— START Given data —

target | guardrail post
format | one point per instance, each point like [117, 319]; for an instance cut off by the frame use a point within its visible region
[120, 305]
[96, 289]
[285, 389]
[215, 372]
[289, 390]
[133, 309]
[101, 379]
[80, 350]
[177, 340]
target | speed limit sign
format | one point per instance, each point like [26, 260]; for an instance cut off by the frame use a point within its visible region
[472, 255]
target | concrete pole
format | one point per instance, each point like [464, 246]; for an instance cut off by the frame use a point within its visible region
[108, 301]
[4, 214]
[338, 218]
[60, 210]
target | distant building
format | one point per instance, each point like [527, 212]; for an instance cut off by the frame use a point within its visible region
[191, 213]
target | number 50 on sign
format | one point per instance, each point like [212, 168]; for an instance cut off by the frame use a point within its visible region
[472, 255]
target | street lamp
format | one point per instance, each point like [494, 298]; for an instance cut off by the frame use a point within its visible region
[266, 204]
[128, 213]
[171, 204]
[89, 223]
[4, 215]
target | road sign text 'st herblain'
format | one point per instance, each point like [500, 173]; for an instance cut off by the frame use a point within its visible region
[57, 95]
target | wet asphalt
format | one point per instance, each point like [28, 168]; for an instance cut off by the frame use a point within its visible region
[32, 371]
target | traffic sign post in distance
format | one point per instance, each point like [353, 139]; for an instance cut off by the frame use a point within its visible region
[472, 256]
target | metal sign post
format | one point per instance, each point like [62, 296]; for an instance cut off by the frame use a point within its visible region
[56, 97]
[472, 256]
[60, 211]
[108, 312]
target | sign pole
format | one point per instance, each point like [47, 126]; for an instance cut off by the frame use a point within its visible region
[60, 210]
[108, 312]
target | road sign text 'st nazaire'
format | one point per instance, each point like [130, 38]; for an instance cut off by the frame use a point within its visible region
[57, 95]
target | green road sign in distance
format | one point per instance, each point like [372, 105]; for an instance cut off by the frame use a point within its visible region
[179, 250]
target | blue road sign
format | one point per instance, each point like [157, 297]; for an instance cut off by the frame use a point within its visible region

— END Given data —

● **What is expected**
Return all of the records above verbatim, reproducing every line without any change.

● **Task response**
target | guardrail post
format | one point per instance, each point like [117, 319]; for an instance cut off by the frame use a point within its visible region
[120, 305]
[96, 289]
[285, 389]
[215, 372]
[289, 390]
[133, 309]
[101, 379]
[80, 350]
[177, 340]
target | speed limit sign
format | one point per instance, each point like [26, 260]; for an instance cut off by the frame use a point within its visible region
[472, 255]
target | concrete pole
format | one point per instance, each point like [464, 246]; for an instance cut off by the frame use a point within its visible region
[108, 301]
[4, 214]
[338, 218]
[60, 210]
target | distant building
format | one point per instance, each point like [527, 212]; for an instance cut off by the frame use a point within its visible region
[191, 213]
target | number 50 on sign
format | one point per instance, each point like [212, 168]; for an instance cut off by the frame use a point within its visible region
[472, 255]
target | street lamp
format | one point per instance, each point like [494, 298]; for an instance cut off by the frame use a point within its visible region
[266, 204]
[128, 213]
[171, 204]
[89, 223]
[4, 215]
target | road sign text 'st herblain'
format | one point per instance, each point like [500, 173]; for an instance cut off by the frame use a point within its visible region
[57, 95]
target | wet asphalt
format | one point per instance, each point like [28, 168]; for an instance cut off by the frame use a point within its visible region
[32, 371]
target | traffic sign post in distance
format | one point per instance, each point like [353, 139]; for an instance cut off by the frame use a point within its visible region
[472, 256]
target | metal sign post
format | one point per instance, each point like [62, 296]; for an instance cut off by the frame use a point within its visible region
[56, 97]
[472, 256]
[60, 211]
[108, 312]
target | sign pole
format | one point per instance, each point like [47, 126]; for an instance cut off by the frame use a point within its visible region
[60, 210]
[108, 312]
target | road sign text 'st nazaire'
format | one point per instance, each point like [130, 38]; for an instance cut off by the frame use a point within its visible region
[57, 95]
target | green road sign in distance
format | one point per instance, each point like [372, 105]; for an instance cut off by the frame use a point within its visible region
[179, 250]
target | blue road sign
format | one point per instance, each point like [157, 297]; for an instance cut off by the frame use a point within its visible region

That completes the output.